* _Task objective_: Word for word, and with pictures excluded, copy out all the records that follow.

::::

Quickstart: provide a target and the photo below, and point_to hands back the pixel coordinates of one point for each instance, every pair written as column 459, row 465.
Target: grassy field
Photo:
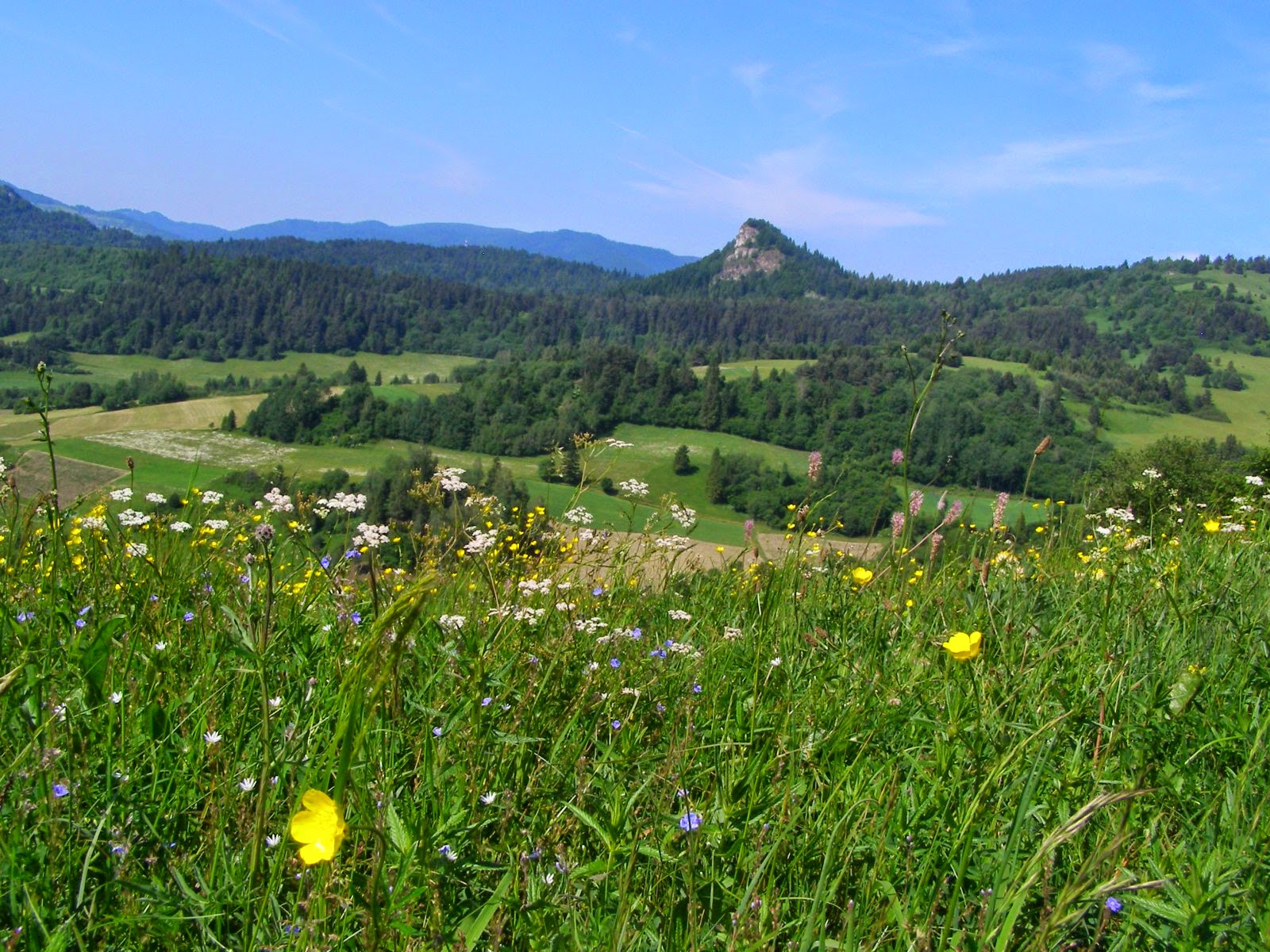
column 746, row 368
column 1248, row 283
column 173, row 443
column 110, row 368
column 249, row 735
column 1132, row 428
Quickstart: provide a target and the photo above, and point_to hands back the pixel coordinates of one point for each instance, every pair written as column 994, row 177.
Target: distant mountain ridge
column 565, row 244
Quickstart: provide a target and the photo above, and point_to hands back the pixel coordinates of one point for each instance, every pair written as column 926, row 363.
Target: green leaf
column 474, row 926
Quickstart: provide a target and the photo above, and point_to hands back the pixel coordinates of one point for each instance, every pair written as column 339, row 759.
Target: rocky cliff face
column 746, row 258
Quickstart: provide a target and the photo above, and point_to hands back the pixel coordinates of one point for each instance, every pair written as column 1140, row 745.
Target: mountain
column 564, row 244
column 764, row 262
column 23, row 221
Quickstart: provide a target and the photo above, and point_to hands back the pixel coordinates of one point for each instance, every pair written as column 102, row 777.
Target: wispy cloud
column 1086, row 162
column 389, row 18
column 1114, row 67
column 630, row 36
column 286, row 23
column 778, row 186
column 751, row 75
column 1159, row 93
column 448, row 168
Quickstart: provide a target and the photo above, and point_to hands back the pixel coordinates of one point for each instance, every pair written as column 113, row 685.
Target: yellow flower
column 964, row 647
column 319, row 827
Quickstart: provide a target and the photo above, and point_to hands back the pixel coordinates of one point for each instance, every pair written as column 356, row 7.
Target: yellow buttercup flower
column 319, row 827
column 964, row 647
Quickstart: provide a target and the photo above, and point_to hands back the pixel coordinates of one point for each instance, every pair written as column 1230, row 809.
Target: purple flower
column 690, row 822
column 999, row 511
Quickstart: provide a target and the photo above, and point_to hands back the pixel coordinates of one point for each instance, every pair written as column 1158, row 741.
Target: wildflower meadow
column 224, row 730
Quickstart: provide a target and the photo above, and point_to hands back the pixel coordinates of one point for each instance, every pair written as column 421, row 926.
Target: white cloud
column 751, row 75
column 1159, row 93
column 823, row 99
column 780, row 187
column 1109, row 67
column 1106, row 63
column 1077, row 160
column 448, row 168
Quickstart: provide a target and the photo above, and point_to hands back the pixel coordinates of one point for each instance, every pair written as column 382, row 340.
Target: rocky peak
column 746, row 257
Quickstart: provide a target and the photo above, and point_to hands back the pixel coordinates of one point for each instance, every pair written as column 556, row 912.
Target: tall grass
column 543, row 739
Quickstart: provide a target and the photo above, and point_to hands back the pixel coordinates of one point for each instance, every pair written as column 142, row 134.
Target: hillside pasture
column 75, row 479
column 111, row 368
column 745, row 368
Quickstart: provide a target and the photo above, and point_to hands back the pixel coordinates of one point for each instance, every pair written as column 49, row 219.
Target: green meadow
column 264, row 727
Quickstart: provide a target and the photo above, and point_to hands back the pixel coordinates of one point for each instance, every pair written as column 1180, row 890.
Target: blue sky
column 925, row 140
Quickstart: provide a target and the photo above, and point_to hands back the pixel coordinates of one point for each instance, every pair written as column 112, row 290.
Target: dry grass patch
column 197, row 446
column 75, row 479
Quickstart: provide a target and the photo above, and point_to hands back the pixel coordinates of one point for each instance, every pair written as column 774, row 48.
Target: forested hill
column 483, row 267
column 760, row 296
column 22, row 221
column 565, row 244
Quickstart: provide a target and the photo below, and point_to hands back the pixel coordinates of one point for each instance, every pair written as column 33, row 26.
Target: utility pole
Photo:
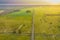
column 32, row 34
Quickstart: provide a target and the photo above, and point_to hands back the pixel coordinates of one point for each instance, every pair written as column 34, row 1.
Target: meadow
column 46, row 23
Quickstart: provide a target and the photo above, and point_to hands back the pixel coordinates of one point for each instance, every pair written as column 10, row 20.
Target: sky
column 49, row 2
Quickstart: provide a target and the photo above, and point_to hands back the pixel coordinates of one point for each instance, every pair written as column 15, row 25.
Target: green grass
column 12, row 20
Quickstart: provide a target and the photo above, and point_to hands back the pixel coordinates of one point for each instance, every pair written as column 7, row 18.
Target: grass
column 46, row 27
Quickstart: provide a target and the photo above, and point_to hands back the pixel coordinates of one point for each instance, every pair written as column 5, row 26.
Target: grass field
column 46, row 23
column 11, row 22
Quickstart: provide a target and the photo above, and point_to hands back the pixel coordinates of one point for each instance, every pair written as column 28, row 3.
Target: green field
column 46, row 23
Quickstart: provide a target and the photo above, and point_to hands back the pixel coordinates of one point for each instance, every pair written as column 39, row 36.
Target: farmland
column 46, row 23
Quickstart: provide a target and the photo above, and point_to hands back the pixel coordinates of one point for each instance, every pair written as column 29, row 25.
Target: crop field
column 16, row 24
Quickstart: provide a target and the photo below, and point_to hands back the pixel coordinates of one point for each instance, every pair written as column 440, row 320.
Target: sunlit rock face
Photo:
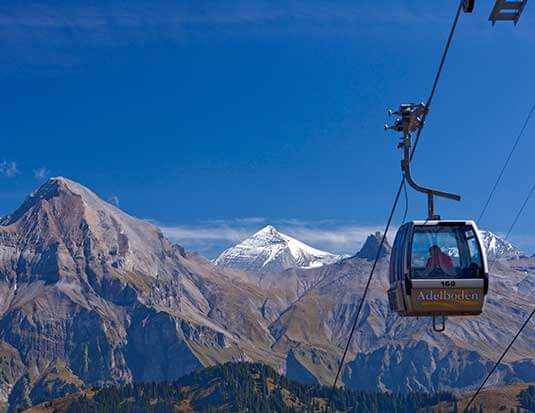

::::

* _Solution for this task_:
Quickstart: provide a target and the photo below, and point_to hands back the pixel coordinates of one point for each instance, every pair written as column 459, row 465.
Target: grassy field
Photo:
column 746, row 368
column 1248, row 283
column 173, row 443
column 110, row 368
column 249, row 735
column 1132, row 428
Quickstart: provide a target and the photo above, and point_to hands back the pixel coordinates of one point for each instance, every pair written as column 994, row 177.
Target: distant mountain ridge
column 565, row 244
Quickstart: provide a target and the photo above, and point_to hands back the pixel coordinates of one point for each instance, every pair written as column 926, row 363.
Target: green leaf
column 474, row 926
Quickstart: provide a target and the photo above, and point_to hands back the pixel coordinates of one point for each instance, every pair written as column 339, row 759.
Target: rocky cliff face
column 746, row 258
Quickstart: provide a target and the photo above, and point_to hands back the pixel coordinates of one point for each instance, every pair written as column 1140, row 745.
Target: mountain
column 564, row 244
column 764, row 262
column 23, row 221
Quickstart: provide a target and the photo above, and point_to hands back the pixel coordinates of one point for each instance, every pair written as column 102, row 777.
Target: wispy cloud
column 1086, row 162
column 389, row 18
column 1114, row 67
column 630, row 36
column 286, row 23
column 778, row 186
column 751, row 75
column 1159, row 93
column 448, row 168
Quickstart: provide a target and the photo above, and point_to hands back the pixel coordinates of one point for each instance, every pair written as column 113, row 685.
Target: yellow flower
column 964, row 647
column 319, row 827
Quickstart: provide a target and the photo above, and point_to hands back the pixel coordinates of one point for each instance, every pair written as column 356, row 7.
Target: yellow buttercup flower
column 319, row 827
column 964, row 647
Quickstart: provide a target and the photo above, and point_to hands back the pixel coordinates of one point for each instance, every pair written as column 1230, row 809.
Target: purple flower
column 690, row 822
column 999, row 511
Quickstart: provide a target and the photo above, and point_to hands back the pixel coordinates of one point for each instance, every pair written as column 1158, row 741.
Target: wildflower meadow
column 224, row 730
Quickstart: provide a target and the photo above, and point_to hands back the pixel coordinates of one point for each instance, every pair written as column 421, row 926.
Target: white cloud
column 751, row 75
column 1159, row 93
column 823, row 99
column 780, row 187
column 1109, row 67
column 1106, row 63
column 1077, row 160
column 448, row 168
Quickstart: provide a target and the photo above, and point_to hands back the pixel coordinates of one point for each instance, every pair written as column 382, row 340.
Target: rocky peak
column 746, row 257
Quickstart: provide a target and the photo above, and point_to hands back the pixel coordinates of one point for each instance, every pair written as column 556, row 912.
Target: tall grass
column 543, row 739
Quickstart: provide a target and the photo above, and point_to hands back the pixel coordinates of one point for each instance, every pair written as column 142, row 134.
Target: hillside pasture
column 75, row 479
column 111, row 368
column 745, row 368
Quickstart: provide a target and the photo above, and point_to hands back the pixel coordinates of one point for each instance, every pair written as column 49, row 219.
Target: green meadow
column 264, row 727
Quickstart: provide a target and the photo above, and point_to hands back the pixel coordinates of one point for each instance, every pair written as column 1180, row 890.
Target: blue sky
column 925, row 140
Quickstart: provide a target and the photo above, and point_to hands back the pixel coordinates of one point for each instance, every pair written as column 112, row 290.
Target: dry grass patch
column 197, row 446
column 75, row 479
Quickstart: provide a target and the photo above, and point_to hands back the pixel coordinates of one point for each instance, every pair written as column 774, row 48.
Target: forested hill
column 483, row 267
column 760, row 296
column 22, row 221
column 565, row 244
Quickstart: provide a target and the photo below, and point_to hands back the pixel coordinates of one point for each instance, every pair written as column 33, row 26.
Target: utility pole
Photo:
column 32, row 34
Quickstart: provide a target and the photo above, and point_to hands back the pixel coordinates of one point for each instance, every pair written as column 34, row 1.
Target: meadow
column 46, row 23
Quickstart: provide a target and the photo above, and point_to hands back the pixel coordinates of one point for each instance, every pair written as column 10, row 20.
Target: sky
column 49, row 2
Quickstart: provide a target and the photo above, and point_to hands back the pixel coordinates of one point for each instance, every pair written as column 15, row 25.
Target: green grass
column 12, row 20
Quickstart: provide a target and the photo above, and point_to hands back the pixel coordinates of one point for each instance, every pair written as column 7, row 18.
Target: grass
column 46, row 27
Quickstart: provide a target and the photo above, and point_to hands back the pixel coordinates of one point for each instance, every pair written as column 5, row 26.
Target: grass field
column 46, row 23
column 11, row 22
Quickstart: provide a target and the photo above, and point_to hands back the pixel coordinates of one point for each instance, every pair written as column 28, row 3.
Target: green field
column 46, row 23
Quickstart: provide a target and the photo above, and point_to hands back the pixel coordinates of one point for each instance, every pair written as column 39, row 36.
Target: farmland
column 46, row 23
Quickstart: provide a target and the photo above, and point_to hands back the pixel coordinates of one point for each instance, every pair written as column 29, row 25.
Target: crop field
column 16, row 24
Quickstart: provide a target and the photo below, and point_to hands back the pixel coordinates of one point for each instance, every pair written as column 440, row 320.
Target: sunlit rock face
Photo:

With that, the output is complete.